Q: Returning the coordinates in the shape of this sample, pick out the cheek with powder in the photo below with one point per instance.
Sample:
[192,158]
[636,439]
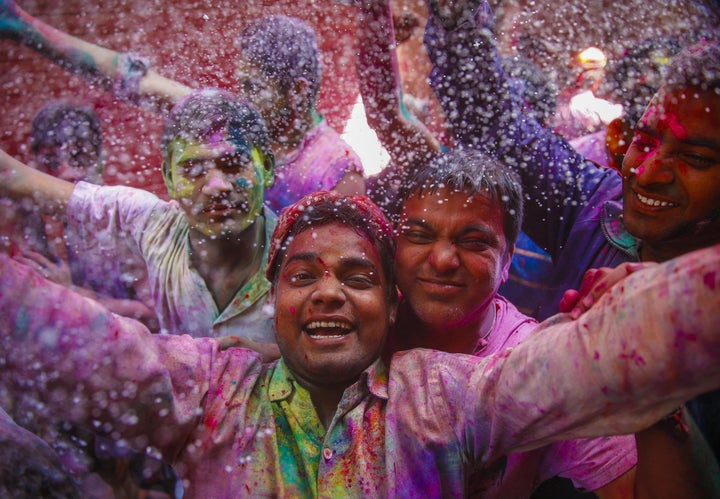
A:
[183,187]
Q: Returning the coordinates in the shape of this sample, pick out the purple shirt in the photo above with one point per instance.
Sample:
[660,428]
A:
[590,463]
[416,430]
[318,164]
[572,208]
[102,219]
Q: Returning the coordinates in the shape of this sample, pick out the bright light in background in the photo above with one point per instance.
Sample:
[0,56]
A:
[364,141]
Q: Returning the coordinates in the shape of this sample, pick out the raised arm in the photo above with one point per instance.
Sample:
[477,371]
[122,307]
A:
[126,75]
[406,139]
[482,111]
[18,181]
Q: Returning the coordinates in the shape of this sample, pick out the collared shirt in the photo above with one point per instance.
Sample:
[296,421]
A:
[232,426]
[318,164]
[102,219]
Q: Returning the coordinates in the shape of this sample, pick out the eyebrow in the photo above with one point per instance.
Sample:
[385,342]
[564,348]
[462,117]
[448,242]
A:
[692,140]
[310,257]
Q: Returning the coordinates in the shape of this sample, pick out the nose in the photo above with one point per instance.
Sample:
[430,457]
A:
[443,256]
[215,183]
[655,169]
[69,173]
[328,290]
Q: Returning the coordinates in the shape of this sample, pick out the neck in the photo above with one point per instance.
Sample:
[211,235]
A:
[411,332]
[226,263]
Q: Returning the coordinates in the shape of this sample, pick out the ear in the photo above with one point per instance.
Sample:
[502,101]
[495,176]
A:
[267,167]
[167,177]
[394,302]
[506,264]
[298,95]
[617,140]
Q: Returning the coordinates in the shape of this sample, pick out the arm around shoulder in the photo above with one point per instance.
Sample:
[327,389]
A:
[18,181]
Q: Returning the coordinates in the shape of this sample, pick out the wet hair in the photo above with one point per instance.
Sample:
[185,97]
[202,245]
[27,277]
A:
[471,171]
[59,123]
[325,207]
[284,49]
[634,78]
[205,112]
[696,66]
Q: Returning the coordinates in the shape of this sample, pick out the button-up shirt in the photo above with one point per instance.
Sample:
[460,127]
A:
[102,219]
[234,426]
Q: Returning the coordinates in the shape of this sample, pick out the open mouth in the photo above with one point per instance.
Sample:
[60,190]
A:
[318,330]
[654,203]
[220,210]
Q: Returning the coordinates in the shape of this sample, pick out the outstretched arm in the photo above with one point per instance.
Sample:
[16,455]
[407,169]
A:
[127,76]
[19,181]
[406,139]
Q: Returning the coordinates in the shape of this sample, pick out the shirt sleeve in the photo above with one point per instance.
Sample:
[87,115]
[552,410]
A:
[482,112]
[648,345]
[591,463]
[74,361]
[102,218]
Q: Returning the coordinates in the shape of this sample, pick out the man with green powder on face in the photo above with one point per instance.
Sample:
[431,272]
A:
[206,249]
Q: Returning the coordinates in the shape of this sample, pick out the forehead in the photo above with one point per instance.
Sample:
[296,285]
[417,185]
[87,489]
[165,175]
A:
[213,148]
[332,244]
[685,113]
[446,203]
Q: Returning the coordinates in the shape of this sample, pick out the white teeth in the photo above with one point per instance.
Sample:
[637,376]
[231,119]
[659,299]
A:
[328,324]
[653,202]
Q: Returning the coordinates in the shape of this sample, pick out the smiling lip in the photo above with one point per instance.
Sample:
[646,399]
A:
[440,286]
[327,329]
[222,209]
[653,203]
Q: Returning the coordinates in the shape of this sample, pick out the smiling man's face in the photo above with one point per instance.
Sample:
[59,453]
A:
[219,184]
[452,256]
[331,305]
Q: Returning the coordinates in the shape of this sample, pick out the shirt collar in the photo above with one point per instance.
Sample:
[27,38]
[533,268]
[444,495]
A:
[258,286]
[375,377]
[615,230]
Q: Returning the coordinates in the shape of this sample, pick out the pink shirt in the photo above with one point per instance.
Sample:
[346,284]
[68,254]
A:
[102,220]
[418,429]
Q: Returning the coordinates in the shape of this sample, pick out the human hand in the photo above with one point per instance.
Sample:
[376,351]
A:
[452,13]
[268,351]
[56,271]
[596,282]
[11,22]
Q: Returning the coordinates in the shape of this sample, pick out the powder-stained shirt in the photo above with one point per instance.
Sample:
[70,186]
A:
[233,426]
[318,164]
[590,463]
[100,218]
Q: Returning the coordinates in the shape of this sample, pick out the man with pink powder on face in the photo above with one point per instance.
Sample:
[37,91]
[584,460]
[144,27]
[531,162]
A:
[278,69]
[330,418]
[205,250]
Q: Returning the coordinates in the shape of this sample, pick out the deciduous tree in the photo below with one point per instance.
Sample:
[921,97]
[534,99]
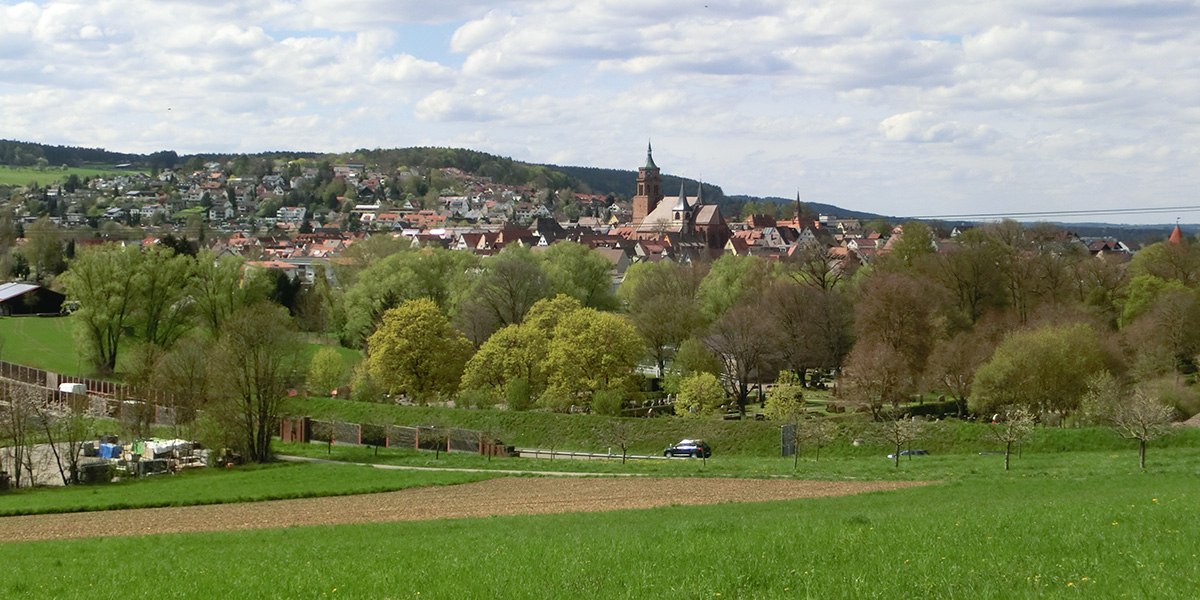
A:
[417,352]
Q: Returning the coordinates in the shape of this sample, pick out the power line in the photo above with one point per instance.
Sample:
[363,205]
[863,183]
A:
[1140,210]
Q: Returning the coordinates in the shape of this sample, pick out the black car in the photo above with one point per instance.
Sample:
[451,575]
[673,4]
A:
[693,448]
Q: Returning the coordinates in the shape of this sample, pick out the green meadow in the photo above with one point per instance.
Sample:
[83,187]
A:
[216,486]
[1023,534]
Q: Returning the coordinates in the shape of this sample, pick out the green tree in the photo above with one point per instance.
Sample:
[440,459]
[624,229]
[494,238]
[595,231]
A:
[257,359]
[327,371]
[163,307]
[785,401]
[1143,418]
[43,247]
[514,353]
[591,352]
[700,395]
[661,303]
[580,273]
[1014,426]
[417,352]
[425,273]
[1041,370]
[103,281]
[730,282]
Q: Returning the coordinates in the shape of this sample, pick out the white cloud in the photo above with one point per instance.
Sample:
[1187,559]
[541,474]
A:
[874,105]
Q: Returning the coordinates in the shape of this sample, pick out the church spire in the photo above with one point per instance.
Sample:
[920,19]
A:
[682,205]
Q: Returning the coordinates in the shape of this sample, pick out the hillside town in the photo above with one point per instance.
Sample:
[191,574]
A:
[223,208]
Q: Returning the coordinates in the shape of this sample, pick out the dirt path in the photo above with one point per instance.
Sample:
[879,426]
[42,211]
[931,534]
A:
[505,496]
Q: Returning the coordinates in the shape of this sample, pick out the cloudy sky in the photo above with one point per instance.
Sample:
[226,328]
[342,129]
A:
[901,107]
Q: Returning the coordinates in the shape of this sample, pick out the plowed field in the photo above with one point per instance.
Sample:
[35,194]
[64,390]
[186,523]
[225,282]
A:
[505,496]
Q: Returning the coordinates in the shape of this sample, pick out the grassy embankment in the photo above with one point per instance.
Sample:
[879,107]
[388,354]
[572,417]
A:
[48,343]
[1055,529]
[52,175]
[217,486]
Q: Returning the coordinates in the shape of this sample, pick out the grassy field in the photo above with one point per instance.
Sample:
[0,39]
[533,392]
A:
[216,486]
[24,175]
[49,343]
[741,438]
[1054,534]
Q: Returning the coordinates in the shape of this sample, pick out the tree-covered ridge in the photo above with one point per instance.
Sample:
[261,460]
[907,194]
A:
[27,154]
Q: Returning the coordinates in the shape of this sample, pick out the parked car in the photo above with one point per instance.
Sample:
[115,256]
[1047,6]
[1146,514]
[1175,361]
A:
[693,448]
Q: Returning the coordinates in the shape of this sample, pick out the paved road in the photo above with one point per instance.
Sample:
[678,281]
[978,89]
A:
[504,472]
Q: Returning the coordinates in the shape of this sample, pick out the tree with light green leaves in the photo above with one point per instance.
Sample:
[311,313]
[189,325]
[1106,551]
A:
[591,352]
[700,395]
[785,401]
[580,273]
[1042,370]
[417,352]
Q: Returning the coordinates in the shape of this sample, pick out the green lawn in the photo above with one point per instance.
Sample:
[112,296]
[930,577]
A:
[24,175]
[217,486]
[48,343]
[1024,534]
[42,342]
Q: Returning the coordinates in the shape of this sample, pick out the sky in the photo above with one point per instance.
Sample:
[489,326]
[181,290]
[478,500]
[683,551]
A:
[899,107]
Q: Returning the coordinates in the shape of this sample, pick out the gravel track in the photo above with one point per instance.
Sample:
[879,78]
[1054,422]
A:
[496,497]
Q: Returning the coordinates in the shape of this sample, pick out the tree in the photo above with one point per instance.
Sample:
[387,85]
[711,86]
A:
[510,285]
[43,247]
[898,432]
[401,276]
[163,309]
[785,401]
[184,377]
[219,288]
[621,433]
[747,346]
[591,352]
[700,395]
[258,360]
[730,282]
[816,432]
[580,273]
[660,299]
[1042,370]
[327,371]
[514,353]
[1145,419]
[103,281]
[817,325]
[1014,426]
[417,352]
[899,312]
[876,376]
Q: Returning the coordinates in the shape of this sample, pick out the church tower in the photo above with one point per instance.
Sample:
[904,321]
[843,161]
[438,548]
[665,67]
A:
[649,189]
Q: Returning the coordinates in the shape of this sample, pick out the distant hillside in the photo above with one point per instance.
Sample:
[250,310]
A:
[815,208]
[25,154]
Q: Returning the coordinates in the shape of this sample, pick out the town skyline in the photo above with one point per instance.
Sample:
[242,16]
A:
[894,109]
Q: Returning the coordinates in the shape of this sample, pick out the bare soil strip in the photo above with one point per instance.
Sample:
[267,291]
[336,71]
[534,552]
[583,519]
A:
[496,497]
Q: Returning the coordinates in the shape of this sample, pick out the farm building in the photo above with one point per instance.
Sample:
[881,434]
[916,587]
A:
[29,299]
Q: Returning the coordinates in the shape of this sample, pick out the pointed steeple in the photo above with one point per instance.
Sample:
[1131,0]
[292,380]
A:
[1176,234]
[682,204]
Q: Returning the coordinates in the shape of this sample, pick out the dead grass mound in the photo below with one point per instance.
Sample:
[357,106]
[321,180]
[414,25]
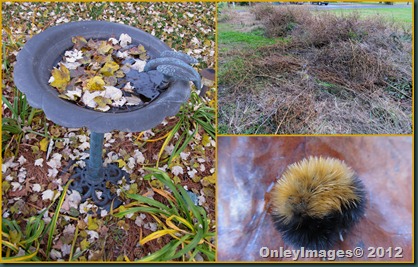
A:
[333,74]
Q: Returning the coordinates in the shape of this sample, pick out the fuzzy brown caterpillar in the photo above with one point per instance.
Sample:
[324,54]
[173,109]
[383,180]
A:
[315,201]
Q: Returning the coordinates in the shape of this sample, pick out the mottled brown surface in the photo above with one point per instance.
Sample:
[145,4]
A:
[248,166]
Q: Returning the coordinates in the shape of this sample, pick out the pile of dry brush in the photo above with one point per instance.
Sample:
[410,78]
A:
[328,74]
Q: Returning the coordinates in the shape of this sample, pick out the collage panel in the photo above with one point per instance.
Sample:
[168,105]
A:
[315,67]
[315,199]
[207,132]
[108,132]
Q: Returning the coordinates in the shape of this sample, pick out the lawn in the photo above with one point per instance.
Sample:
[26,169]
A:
[403,15]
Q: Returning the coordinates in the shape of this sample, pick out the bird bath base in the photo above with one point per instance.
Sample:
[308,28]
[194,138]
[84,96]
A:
[94,178]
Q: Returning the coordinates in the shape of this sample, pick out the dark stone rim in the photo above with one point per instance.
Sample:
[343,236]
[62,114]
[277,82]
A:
[37,58]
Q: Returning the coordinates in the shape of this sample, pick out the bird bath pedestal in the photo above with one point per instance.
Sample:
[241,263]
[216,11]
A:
[33,70]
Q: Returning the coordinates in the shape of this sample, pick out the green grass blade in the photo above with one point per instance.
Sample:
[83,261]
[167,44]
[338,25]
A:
[54,220]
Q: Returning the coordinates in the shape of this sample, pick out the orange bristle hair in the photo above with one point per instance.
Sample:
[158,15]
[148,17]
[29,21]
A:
[315,201]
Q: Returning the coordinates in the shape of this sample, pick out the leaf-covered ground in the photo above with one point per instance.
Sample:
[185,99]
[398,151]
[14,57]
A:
[36,151]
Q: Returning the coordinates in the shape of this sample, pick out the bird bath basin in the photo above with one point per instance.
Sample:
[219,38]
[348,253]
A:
[33,70]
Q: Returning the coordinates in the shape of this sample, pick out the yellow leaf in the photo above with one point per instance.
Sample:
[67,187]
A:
[79,42]
[44,144]
[208,180]
[84,244]
[156,235]
[133,189]
[95,84]
[109,68]
[104,47]
[102,101]
[121,163]
[61,77]
[92,224]
[205,140]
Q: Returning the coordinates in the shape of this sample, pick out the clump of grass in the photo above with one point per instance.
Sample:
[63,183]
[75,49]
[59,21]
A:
[21,241]
[226,15]
[280,21]
[262,10]
[334,74]
[181,219]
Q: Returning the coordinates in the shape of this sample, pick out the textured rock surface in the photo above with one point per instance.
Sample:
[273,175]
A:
[248,166]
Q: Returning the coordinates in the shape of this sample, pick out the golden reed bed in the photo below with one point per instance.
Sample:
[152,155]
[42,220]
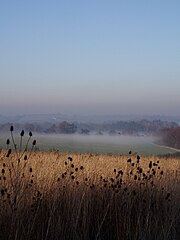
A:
[53,195]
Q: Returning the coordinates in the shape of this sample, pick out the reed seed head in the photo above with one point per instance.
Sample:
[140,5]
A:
[22,133]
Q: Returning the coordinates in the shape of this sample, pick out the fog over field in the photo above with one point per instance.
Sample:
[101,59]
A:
[117,144]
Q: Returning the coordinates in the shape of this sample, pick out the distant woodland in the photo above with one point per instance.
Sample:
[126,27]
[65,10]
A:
[119,127]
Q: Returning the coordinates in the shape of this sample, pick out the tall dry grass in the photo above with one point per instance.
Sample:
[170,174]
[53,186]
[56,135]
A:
[59,196]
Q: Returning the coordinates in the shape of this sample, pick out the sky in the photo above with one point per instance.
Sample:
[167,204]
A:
[90,57]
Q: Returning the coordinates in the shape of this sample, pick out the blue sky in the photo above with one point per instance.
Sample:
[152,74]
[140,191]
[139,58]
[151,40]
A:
[90,56]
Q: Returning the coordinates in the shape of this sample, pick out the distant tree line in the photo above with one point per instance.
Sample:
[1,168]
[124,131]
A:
[118,127]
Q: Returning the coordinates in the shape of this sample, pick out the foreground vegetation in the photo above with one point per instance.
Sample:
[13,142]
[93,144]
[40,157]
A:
[52,195]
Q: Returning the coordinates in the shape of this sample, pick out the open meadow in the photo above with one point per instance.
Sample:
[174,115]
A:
[55,195]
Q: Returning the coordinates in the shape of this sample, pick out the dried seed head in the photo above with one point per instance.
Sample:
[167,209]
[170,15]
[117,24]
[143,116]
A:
[22,133]
[70,159]
[150,164]
[9,152]
[2,192]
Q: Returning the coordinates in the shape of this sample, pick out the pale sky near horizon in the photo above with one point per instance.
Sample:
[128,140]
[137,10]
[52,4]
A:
[90,56]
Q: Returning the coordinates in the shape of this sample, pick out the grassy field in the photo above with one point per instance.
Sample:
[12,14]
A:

==============================

WRITTEN TASK
Give the stretch from the line containing "out the dried" through the end of the material again, swapping "grassy field" for "green lawn" and leaving everything else the same.

THE RESPONSE
Q: Returning the coordinates in the shape of this sample, pick out the dried seed head in the photo above with one point per instance.
Sample:
[167,209]
[170,15]
[117,24]
[143,116]
A:
[22,133]
[70,159]
[150,164]
[9,152]
[2,192]
Q: Returning the coordinates in the shape of this sample, pick out the pale sky near horizon in the photo above with one point per instance.
Sample:
[128,140]
[137,10]
[52,4]
A:
[90,56]
Q: Returning the coordinates in the shape of this sample, pick out the green lawn in the photo above with one point per instance.
Sample:
[12,14]
A:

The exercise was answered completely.